#### Input material:
■ ■ ■ ■

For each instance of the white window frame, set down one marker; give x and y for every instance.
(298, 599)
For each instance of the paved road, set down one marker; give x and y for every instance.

■ ■ ■ ■

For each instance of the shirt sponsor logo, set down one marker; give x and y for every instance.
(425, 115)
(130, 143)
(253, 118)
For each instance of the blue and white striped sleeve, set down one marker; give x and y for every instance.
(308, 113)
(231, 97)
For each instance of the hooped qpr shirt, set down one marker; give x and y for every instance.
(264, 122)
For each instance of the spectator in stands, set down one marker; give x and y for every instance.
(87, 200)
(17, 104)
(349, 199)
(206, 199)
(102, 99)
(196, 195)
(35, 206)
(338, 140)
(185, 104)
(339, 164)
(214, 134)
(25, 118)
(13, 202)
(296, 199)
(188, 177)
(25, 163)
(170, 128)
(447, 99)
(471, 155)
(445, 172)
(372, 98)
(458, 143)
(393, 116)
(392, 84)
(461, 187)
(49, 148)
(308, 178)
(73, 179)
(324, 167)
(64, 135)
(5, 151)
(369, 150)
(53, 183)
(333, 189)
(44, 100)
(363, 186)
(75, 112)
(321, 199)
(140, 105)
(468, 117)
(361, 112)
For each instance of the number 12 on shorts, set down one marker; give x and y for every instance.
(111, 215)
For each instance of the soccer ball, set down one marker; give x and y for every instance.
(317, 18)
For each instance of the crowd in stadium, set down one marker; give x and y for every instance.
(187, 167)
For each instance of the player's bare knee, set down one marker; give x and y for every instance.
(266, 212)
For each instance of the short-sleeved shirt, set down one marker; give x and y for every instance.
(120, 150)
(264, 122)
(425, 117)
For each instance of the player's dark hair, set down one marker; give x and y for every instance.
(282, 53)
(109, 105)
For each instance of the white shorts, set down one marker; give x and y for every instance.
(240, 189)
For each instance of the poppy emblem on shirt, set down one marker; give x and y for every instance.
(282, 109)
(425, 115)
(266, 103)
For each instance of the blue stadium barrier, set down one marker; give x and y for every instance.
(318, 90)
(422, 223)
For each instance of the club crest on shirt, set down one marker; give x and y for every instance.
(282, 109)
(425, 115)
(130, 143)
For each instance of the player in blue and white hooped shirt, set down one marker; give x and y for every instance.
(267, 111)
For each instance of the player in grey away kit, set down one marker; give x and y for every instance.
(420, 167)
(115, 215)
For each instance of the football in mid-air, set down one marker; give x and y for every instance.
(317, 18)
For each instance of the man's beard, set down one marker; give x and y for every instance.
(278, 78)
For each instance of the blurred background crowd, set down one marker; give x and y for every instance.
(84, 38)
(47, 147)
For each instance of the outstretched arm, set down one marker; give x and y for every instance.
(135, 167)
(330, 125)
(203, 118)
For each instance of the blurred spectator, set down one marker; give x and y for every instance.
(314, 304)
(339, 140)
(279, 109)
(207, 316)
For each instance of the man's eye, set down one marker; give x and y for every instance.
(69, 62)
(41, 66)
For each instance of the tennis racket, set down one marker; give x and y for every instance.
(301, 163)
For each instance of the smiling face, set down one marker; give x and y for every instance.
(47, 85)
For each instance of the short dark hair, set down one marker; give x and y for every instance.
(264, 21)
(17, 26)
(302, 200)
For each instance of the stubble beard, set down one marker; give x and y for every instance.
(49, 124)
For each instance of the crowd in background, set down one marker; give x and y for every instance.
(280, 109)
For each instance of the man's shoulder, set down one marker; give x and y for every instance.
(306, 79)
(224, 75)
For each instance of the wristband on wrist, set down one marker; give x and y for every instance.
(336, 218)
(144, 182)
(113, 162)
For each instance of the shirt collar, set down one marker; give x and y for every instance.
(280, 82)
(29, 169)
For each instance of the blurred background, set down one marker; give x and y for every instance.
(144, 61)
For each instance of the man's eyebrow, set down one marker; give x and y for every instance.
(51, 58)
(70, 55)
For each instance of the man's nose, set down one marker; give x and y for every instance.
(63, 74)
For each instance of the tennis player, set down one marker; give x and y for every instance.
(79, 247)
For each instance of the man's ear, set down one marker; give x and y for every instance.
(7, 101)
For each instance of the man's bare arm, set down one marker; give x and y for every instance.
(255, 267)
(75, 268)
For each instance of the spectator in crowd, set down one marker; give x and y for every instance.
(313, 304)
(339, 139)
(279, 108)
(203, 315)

■ ■ ■ ■

Using the entries above, repeat only the lines from the one containing "For each instance of the white window" through the one containing "For each instance of the paved", end lines included.

#### The completed task:
For each instance of the white window frame, set down one marker; give x and y for every instance.
(298, 599)
For each instance of the paved road, set down one marker; give x and y for every instance.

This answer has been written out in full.